**Prompt:** Give the lines from the one containing "of the large" through the last line of the records below, both ends included, as a numbered list with blank lines left out.

**Data extract:**

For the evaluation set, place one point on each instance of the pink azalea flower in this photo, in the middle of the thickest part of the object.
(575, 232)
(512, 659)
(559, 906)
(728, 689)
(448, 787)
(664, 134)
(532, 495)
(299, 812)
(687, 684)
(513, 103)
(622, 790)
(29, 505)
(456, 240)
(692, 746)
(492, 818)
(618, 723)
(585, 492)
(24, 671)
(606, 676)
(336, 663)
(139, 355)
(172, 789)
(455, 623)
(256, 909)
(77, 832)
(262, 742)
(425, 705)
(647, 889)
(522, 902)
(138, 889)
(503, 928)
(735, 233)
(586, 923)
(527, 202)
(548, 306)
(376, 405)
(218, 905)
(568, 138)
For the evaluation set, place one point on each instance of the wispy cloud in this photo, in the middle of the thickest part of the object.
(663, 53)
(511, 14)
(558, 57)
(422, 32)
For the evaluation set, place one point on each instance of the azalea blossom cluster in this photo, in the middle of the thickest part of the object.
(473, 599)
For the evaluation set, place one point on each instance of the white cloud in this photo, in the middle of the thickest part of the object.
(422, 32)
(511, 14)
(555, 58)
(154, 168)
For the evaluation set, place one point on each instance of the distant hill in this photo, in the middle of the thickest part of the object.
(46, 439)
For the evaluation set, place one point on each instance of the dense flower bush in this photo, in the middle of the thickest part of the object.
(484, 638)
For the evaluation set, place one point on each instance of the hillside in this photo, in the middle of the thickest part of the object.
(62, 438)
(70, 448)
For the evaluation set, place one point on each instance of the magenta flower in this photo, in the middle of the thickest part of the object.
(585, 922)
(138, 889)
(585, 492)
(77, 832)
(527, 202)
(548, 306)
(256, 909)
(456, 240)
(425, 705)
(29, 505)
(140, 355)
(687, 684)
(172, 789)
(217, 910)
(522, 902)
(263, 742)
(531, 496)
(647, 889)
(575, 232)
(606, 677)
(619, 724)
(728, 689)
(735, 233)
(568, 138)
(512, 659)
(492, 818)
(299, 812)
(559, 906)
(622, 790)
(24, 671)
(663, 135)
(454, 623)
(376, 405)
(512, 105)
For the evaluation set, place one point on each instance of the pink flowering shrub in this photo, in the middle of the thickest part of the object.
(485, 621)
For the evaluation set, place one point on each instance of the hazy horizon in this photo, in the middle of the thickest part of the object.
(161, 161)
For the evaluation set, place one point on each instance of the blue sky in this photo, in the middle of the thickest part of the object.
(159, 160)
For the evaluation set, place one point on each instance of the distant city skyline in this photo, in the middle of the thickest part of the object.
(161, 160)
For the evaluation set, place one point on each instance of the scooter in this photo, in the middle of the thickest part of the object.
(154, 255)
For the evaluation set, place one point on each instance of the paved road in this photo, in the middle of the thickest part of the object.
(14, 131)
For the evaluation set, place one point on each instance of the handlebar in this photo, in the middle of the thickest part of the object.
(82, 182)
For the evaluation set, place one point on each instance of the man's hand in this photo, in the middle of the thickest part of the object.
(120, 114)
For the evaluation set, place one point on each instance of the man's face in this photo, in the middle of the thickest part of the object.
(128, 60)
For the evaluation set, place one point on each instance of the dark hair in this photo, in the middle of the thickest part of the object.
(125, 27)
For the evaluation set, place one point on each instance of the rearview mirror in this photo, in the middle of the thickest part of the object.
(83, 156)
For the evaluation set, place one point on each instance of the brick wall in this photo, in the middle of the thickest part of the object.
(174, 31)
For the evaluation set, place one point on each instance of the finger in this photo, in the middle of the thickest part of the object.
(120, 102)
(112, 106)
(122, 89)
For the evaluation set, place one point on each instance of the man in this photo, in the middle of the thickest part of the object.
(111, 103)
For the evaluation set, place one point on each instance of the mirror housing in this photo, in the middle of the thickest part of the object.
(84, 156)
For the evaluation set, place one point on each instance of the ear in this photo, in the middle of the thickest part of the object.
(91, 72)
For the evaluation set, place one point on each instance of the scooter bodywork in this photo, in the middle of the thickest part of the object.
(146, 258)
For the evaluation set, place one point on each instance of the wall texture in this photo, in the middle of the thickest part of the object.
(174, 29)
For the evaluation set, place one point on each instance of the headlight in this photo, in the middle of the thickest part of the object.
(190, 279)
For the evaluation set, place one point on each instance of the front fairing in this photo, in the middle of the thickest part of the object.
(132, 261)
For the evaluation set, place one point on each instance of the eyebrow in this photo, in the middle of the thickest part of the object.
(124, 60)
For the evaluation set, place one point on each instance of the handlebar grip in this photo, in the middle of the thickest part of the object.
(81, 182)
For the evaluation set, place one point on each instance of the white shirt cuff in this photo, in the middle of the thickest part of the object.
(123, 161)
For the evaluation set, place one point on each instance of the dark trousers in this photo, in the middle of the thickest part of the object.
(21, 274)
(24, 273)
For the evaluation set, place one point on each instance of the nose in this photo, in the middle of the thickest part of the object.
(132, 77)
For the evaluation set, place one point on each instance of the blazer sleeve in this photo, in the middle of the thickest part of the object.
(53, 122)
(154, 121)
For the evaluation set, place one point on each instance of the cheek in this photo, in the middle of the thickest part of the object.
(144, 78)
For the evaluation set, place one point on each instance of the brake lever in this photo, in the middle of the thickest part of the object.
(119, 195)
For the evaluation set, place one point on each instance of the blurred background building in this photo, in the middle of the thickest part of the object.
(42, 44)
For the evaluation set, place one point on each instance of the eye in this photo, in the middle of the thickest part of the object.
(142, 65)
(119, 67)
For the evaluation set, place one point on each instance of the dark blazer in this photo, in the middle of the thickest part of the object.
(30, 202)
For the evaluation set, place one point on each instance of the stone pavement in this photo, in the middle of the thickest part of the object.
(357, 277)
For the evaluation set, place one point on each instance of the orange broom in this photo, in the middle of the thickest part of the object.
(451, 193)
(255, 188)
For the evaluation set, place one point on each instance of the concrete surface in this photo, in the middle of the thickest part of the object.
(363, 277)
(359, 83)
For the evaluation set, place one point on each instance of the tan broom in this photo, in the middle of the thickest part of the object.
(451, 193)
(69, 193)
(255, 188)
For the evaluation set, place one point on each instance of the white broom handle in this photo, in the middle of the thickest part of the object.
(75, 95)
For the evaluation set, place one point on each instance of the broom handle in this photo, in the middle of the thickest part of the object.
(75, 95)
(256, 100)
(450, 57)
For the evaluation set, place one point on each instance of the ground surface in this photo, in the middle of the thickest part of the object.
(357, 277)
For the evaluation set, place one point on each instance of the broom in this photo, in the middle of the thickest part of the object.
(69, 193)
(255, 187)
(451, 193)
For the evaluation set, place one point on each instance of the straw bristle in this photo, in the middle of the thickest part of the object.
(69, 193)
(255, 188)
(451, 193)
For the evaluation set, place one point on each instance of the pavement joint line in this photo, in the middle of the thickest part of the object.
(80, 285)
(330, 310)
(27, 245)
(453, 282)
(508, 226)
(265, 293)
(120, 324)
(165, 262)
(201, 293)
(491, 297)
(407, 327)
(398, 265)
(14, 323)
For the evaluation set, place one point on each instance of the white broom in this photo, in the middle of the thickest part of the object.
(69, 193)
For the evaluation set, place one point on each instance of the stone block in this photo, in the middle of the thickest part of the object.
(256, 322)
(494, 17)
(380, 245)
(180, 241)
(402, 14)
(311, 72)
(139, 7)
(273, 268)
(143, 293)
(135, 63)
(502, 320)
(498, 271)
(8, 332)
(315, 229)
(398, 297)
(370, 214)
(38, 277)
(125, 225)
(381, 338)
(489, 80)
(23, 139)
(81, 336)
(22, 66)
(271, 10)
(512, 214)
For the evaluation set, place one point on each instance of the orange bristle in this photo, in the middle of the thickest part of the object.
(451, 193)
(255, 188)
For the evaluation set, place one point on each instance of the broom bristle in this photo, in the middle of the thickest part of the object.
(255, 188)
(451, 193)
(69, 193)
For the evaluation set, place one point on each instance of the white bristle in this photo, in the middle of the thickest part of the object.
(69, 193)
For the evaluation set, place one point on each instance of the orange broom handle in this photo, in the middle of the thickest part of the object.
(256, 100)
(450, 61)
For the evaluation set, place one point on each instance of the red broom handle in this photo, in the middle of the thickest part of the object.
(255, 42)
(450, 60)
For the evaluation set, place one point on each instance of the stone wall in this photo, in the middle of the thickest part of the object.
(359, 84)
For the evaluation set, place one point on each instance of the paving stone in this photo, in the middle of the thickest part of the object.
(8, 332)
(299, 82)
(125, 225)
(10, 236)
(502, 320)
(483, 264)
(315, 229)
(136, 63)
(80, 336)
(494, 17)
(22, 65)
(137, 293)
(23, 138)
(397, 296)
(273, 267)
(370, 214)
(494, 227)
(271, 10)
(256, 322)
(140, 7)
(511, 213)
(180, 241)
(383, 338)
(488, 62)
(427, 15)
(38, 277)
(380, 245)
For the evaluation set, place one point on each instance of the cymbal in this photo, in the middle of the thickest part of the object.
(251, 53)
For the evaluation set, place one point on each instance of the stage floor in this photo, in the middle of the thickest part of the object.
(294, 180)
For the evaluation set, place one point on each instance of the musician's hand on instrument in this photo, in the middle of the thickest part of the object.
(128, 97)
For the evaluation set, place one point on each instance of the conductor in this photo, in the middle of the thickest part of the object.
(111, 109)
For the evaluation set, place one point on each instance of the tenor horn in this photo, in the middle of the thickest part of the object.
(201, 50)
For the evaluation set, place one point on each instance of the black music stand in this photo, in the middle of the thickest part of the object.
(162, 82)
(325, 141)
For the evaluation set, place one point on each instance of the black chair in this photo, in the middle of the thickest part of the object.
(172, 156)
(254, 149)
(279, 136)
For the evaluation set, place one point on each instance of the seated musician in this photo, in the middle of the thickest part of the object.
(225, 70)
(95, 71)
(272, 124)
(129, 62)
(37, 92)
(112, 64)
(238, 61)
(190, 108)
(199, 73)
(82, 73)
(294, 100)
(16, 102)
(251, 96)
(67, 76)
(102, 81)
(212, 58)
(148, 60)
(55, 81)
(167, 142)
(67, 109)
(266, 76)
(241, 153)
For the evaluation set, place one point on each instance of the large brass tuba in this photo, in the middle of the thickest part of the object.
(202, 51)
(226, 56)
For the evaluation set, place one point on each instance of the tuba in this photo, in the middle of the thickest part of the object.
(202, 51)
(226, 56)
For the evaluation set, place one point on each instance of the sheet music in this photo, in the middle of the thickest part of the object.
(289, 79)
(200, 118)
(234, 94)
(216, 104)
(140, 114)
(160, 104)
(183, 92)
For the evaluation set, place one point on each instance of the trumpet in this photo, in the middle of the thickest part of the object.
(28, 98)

**Written answer:**
1. For the evaluation set, place one point on each instance of the large brass tuba in this photo, in the middle of the thickest part of the object.
2. (202, 51)
3. (226, 56)
4. For the evaluation set, place one point on each instance of the tuba in this photo, in the middle of the thickest part of the object.
5. (202, 51)
6. (226, 56)
7. For the evaluation set, place one point on each instance of the sheet music in this photo, in the middle of the thickest part of the object.
8. (289, 79)
9. (200, 118)
10. (234, 94)
11. (216, 104)
12. (140, 114)
13. (160, 104)
14. (183, 92)
15. For the evaluation set, place one point on each instance of the trumpet in this photo, in the middle of the thickest part of the object.
16. (28, 98)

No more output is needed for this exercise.